Assignment: Would you output each record exactly as it stands?

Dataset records
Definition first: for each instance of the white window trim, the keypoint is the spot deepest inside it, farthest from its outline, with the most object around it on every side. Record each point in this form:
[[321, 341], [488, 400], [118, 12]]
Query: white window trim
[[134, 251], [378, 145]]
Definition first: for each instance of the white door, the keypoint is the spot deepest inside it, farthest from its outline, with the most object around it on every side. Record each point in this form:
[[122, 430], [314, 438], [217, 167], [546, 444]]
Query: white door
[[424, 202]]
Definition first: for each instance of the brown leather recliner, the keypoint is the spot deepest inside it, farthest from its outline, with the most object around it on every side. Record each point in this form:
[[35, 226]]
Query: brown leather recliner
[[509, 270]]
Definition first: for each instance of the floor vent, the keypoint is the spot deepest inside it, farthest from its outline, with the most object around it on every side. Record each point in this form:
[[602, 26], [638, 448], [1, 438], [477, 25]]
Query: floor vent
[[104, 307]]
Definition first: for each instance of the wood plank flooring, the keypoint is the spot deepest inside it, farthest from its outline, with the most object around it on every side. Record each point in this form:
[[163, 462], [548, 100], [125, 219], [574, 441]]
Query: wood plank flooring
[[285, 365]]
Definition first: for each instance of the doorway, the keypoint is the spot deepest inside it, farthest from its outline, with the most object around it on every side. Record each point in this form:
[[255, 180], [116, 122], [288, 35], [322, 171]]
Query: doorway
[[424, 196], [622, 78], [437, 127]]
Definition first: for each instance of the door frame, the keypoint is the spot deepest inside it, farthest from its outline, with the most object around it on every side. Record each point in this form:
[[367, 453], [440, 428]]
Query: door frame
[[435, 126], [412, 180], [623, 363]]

Written answer:
Definition first: for each instance of the white window trim, the keypoint is the spot deepest inside it, farthest from its outline, with the most object around it on every side. Record each point in this form:
[[321, 341], [488, 400], [118, 12]]
Query: white window trim
[[134, 251], [378, 145]]
Definition first: for each instance of the white door, the keypoint is the spot deepest inside it, farthest from its outline, with the most object around it on every side. Record each point in this form:
[[122, 430], [314, 438], [217, 167], [546, 444]]
Query: white door
[[424, 202]]
Definition first: for each instance of the brown leather recliner, the keypoint is the spot deepest inside it, farthest from its outline, with the most object around it on every side. Record each point in this form:
[[35, 226]]
Query: brown leather recliner
[[509, 270]]
Definition first: for each instance of the floor vent, the keypoint is the spot deepest inside it, farthest from its outline, with the most object around it on every side. Record each point in this form:
[[602, 26], [638, 448], [1, 438], [477, 25]]
Query: floor vent
[[104, 307]]
Definition first: for each instance of the wood plank flooring, the keypoint is the spot deepest inside it, farthest from its outline, with the most object around it on every side. Record each point in this form:
[[163, 462], [548, 100], [125, 219], [574, 441]]
Query: wood plank flooring
[[285, 365]]
Definition first: for each instance of the doorway, the keypoint is the spot deepest inside it, farthest from its outline, with the most object around it on every side. Record each point in this form:
[[255, 180], [116, 122], [288, 35], [322, 171]]
Query: doorway
[[424, 196], [622, 78], [437, 127]]
Definition first: for each instance of the door frame, the keypoint is the spot deepest inside it, farthest from its outline, with the most object around it on every side. Record each point in this form:
[[367, 453], [440, 428]]
Query: door frame
[[435, 126], [412, 180], [623, 363]]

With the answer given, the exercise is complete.